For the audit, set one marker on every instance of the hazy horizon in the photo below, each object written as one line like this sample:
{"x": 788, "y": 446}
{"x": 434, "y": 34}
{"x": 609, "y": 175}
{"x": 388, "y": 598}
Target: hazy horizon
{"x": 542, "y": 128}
...
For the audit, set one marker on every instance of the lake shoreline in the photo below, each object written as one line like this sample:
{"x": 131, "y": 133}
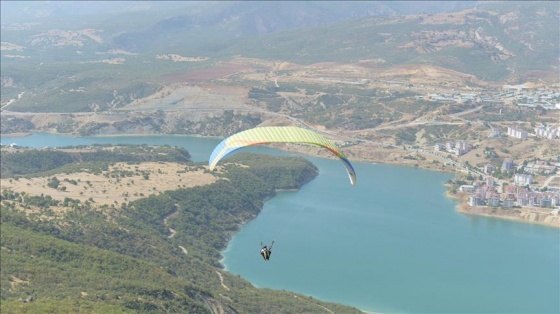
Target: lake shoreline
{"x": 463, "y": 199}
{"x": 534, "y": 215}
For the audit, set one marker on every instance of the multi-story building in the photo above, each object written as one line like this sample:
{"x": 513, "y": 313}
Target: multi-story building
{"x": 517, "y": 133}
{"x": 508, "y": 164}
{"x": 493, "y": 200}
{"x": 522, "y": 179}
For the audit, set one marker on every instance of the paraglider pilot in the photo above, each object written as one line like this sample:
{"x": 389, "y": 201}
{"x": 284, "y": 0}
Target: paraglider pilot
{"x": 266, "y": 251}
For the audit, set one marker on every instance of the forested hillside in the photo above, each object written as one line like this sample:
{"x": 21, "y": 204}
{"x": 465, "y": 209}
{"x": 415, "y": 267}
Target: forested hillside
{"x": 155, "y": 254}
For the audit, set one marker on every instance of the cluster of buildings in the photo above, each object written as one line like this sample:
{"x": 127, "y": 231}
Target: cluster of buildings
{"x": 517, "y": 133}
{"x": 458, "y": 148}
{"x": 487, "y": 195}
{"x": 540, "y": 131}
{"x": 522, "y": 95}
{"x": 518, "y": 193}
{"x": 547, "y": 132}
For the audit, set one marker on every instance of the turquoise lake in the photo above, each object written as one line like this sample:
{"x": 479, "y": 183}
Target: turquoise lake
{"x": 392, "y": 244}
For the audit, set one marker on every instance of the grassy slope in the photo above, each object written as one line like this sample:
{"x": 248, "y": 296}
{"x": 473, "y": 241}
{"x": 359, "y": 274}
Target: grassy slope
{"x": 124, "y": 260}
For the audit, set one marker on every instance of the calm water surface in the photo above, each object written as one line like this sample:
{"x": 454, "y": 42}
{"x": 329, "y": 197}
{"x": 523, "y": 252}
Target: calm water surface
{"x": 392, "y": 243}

◆ What you need to do:
Gather every line in the records above that contains the word "shoreline", and copy each one out in full.

◆ The response:
For the audit, set one marker on every instance of the lake shoreline in the photo below, each object written as one line like this sample:
Target: lake shoreline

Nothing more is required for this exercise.